Copy out exactly the lines below that run from the one holding "--target green leaf" to the one holding "Return the outline", keeping both of those lines and no others.

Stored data
-=-=-=-=-

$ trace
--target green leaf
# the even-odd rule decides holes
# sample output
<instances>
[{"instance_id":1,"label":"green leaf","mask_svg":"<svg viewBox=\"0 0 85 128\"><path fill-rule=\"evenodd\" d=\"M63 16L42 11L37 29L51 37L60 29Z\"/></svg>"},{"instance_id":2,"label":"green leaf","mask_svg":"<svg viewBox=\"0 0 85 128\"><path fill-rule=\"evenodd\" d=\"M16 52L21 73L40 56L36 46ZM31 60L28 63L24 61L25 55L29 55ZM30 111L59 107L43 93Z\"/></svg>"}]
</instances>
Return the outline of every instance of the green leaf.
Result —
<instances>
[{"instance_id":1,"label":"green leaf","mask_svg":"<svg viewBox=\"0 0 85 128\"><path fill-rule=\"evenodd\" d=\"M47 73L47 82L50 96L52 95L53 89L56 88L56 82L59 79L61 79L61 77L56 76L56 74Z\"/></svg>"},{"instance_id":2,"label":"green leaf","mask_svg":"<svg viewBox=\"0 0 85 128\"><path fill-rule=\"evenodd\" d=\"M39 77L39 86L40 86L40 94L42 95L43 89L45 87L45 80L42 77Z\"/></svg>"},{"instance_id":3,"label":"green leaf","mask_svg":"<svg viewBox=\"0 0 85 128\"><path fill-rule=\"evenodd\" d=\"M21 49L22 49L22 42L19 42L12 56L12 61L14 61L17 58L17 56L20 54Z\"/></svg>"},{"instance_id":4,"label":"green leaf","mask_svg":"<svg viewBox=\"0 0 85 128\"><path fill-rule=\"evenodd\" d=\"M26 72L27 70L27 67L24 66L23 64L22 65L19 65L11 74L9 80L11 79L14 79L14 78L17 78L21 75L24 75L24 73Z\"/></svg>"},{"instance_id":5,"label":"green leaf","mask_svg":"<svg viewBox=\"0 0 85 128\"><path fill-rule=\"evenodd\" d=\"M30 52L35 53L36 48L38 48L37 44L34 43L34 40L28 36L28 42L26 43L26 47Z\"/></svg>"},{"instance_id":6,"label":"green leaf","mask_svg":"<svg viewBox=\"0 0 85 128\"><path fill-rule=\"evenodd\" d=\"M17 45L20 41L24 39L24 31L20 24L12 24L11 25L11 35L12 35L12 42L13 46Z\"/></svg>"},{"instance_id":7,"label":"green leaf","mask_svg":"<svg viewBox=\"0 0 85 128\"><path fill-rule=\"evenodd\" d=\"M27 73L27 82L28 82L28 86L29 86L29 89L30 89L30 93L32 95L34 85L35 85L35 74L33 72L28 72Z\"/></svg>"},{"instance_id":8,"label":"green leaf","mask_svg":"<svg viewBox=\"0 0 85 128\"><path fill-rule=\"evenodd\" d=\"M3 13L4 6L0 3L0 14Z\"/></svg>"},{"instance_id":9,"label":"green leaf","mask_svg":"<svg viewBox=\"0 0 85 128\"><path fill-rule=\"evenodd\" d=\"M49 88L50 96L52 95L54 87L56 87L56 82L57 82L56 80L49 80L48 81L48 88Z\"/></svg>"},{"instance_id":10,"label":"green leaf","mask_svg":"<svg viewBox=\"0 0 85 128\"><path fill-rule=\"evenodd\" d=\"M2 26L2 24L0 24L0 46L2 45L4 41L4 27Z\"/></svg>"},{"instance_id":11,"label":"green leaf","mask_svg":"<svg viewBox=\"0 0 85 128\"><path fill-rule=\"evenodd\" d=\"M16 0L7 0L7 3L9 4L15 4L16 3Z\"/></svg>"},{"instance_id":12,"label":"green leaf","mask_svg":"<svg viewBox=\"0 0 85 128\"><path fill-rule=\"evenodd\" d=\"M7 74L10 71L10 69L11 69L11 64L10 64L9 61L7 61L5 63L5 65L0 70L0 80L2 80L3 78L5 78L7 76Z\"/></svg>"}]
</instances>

-=-=-=-=-

_Written reply_
--target green leaf
# the even-odd rule decides holes
# sample output
<instances>
[{"instance_id":1,"label":"green leaf","mask_svg":"<svg viewBox=\"0 0 85 128\"><path fill-rule=\"evenodd\" d=\"M63 16L42 11L37 29L51 37L60 29Z\"/></svg>"},{"instance_id":2,"label":"green leaf","mask_svg":"<svg viewBox=\"0 0 85 128\"><path fill-rule=\"evenodd\" d=\"M16 52L21 73L40 56L36 46ZM31 60L28 63L24 61L25 55L29 55ZM30 111L59 107L43 93Z\"/></svg>"}]
</instances>
Return the outline of every instance of the green leaf.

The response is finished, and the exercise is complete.